__The request__.
Please output the lines below as a JSON list of strings, one string per line, starting with the line that contains "The response SHOULD carry one point per instance of the gray" and going on through the line that contains "Query: gray marble veining". Leave out any blank lines.

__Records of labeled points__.
>>>>>
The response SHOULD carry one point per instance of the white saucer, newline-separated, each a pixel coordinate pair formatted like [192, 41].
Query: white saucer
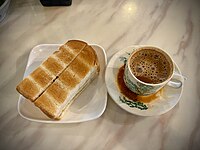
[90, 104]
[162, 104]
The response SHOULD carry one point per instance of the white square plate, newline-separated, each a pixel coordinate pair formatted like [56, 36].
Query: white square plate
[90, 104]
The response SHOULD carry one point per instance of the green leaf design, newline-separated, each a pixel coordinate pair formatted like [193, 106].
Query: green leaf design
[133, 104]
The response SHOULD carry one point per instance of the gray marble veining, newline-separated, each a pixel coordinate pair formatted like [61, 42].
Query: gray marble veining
<<<<<
>>>>>
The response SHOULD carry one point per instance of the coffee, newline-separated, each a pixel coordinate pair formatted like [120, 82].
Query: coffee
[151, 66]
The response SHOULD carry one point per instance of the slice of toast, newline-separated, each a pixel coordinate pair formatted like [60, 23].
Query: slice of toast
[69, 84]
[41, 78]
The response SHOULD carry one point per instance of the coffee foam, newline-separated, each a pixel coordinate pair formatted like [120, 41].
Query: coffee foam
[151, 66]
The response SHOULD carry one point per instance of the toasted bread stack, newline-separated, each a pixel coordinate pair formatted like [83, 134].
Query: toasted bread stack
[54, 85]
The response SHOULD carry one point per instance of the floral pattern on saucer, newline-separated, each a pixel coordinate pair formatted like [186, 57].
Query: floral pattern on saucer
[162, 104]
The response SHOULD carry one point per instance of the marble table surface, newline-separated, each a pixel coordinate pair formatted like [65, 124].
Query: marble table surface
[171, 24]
<<<<<
__Answer to the exercise__.
[
  "The response SHOULD carry one point per instance of the gray marble veining, newline-separated, each a pixel coordinate pair formatted like [61, 42].",
  "Query: gray marble veining"
]